▸ Stated exercise: Reproduce everything in the Java concurrency page from "This chapter introduces" down to "threads are scheduled.", word for word.

31. Java Concurrency APIs

31.1 Goals and Scope of the Concurrency API
31.2 Fundamental Threading Problems
31.3 From Threads to Tasks
31.4 Executor Framework
- 31.4.1 Submitting Tasks and Futures
- 31.4.2 Callable vs Runnable
31.5 Thread Pools and Scheduling
31.6 Executor Lifecycle and Termination
31.7 Thread Safety Strategies
31.8 Concurrent Collections
31.9 Parallel Streams
31.10 Relation to Virtual Threads
31.11 Summary

This chapter introduces the Java Concurrency API, which provides high-level abstractions for managing concurrent execution safely, efficiently, and scalably.

Unlike low-level thread manipulation, the Concurrency API focuses on tasks, executors, and coordination mechanisms, allowing developers to reason about what should be done rather than how threads are scheduled.

31.1 Goals and Scope of the Concurrency API

The Java Concurrency API, primarily located in the java.util.concurrent package, was introduced to address fundamental problems inherent in manual thread management.

Decouple task submission from thread management.

▸ Data entries:
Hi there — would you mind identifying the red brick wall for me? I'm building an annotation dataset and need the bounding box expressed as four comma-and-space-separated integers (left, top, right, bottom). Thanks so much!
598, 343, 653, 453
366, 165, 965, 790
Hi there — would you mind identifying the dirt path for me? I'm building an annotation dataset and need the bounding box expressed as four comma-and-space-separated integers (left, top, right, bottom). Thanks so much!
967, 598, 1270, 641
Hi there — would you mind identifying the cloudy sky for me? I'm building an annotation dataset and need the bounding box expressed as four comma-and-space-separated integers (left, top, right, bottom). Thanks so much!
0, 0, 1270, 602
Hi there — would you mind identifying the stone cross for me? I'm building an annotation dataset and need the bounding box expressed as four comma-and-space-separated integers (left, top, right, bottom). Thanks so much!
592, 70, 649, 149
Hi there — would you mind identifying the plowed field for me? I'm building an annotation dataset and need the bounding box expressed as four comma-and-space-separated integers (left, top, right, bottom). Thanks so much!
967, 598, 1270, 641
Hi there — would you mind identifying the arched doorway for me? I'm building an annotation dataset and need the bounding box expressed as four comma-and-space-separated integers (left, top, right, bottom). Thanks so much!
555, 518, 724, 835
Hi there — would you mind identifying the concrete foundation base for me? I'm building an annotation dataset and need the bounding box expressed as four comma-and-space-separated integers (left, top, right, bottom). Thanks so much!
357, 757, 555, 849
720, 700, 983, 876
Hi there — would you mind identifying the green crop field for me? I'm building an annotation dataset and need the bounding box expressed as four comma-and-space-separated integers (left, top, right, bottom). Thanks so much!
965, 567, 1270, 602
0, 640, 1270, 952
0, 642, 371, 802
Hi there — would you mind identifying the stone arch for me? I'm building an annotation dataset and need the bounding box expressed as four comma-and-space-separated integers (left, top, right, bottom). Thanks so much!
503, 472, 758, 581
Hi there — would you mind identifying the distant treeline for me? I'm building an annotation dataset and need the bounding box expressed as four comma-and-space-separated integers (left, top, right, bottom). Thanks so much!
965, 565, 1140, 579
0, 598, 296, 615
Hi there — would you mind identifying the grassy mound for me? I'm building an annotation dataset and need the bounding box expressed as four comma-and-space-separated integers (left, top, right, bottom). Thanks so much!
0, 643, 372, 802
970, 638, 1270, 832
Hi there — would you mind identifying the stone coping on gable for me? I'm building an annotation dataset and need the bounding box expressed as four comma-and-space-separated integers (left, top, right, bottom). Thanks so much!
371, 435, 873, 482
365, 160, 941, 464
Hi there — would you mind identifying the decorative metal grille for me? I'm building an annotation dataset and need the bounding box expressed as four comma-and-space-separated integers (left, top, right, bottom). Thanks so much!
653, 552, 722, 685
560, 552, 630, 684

* * *

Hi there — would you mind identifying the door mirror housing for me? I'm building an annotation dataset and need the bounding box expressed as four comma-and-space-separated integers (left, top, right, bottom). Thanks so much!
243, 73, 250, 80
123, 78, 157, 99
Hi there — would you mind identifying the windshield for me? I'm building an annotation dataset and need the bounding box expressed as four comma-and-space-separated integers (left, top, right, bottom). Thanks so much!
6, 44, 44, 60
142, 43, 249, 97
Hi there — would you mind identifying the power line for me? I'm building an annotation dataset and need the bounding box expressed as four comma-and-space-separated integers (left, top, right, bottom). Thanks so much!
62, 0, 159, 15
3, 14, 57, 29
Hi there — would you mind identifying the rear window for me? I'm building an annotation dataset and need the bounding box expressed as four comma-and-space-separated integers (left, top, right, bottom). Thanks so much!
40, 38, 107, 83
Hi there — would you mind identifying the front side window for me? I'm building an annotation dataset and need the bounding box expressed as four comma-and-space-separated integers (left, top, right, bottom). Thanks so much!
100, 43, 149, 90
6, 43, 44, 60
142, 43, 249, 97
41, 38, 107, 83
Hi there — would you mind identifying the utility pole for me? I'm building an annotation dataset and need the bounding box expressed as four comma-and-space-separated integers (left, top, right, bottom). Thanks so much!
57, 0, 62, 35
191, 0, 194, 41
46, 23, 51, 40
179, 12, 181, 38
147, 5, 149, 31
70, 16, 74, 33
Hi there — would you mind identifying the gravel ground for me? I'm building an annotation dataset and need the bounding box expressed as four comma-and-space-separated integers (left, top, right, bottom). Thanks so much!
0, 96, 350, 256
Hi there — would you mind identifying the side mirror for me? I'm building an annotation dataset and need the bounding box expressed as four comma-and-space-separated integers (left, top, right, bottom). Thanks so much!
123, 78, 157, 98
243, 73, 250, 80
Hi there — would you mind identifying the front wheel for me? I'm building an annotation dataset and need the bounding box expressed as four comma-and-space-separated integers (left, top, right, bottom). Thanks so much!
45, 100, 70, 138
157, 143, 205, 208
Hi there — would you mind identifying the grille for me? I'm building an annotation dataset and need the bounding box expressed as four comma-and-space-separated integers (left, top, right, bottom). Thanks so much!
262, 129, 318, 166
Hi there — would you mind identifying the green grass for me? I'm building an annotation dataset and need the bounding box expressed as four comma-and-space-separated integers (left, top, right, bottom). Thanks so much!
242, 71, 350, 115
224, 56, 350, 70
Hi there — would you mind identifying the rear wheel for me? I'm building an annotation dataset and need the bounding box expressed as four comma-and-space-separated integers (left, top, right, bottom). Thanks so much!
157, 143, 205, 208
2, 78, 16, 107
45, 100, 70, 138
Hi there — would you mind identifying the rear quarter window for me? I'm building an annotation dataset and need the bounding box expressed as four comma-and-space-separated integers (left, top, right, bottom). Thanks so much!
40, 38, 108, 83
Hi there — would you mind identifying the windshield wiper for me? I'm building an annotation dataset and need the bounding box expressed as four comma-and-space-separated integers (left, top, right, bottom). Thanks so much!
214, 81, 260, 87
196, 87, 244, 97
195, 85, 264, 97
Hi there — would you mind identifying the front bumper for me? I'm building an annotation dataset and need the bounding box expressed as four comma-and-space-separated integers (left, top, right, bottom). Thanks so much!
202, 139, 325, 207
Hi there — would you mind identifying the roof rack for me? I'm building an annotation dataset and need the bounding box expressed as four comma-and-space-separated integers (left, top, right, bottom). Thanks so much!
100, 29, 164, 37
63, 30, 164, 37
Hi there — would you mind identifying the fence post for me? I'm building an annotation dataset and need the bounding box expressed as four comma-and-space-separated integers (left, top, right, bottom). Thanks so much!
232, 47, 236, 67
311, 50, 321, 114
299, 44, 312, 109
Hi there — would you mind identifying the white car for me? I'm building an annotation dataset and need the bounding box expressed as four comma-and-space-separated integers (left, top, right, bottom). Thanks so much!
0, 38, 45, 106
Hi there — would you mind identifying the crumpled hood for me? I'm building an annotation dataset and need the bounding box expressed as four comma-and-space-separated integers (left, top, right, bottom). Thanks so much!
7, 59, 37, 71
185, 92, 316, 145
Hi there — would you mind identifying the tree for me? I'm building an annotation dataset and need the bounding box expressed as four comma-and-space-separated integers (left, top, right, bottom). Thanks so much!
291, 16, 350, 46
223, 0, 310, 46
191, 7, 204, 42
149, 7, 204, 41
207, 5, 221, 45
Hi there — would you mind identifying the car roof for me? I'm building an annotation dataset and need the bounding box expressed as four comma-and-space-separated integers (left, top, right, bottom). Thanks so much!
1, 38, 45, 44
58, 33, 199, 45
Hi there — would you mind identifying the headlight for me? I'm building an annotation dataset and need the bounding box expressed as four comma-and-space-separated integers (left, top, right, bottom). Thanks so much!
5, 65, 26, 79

▸ Response for this exercise:
This chapter introduces the Java Concurrency API, which provides high-level abstractions for managing concurrent execution safely, efficiently, and scalably.

Unlike low-level thread manipulation, the Concurrency API focuses on tasks, executors, and coordination mechanisms, allowing developers to reason about what should be done rather than how threads are scheduled.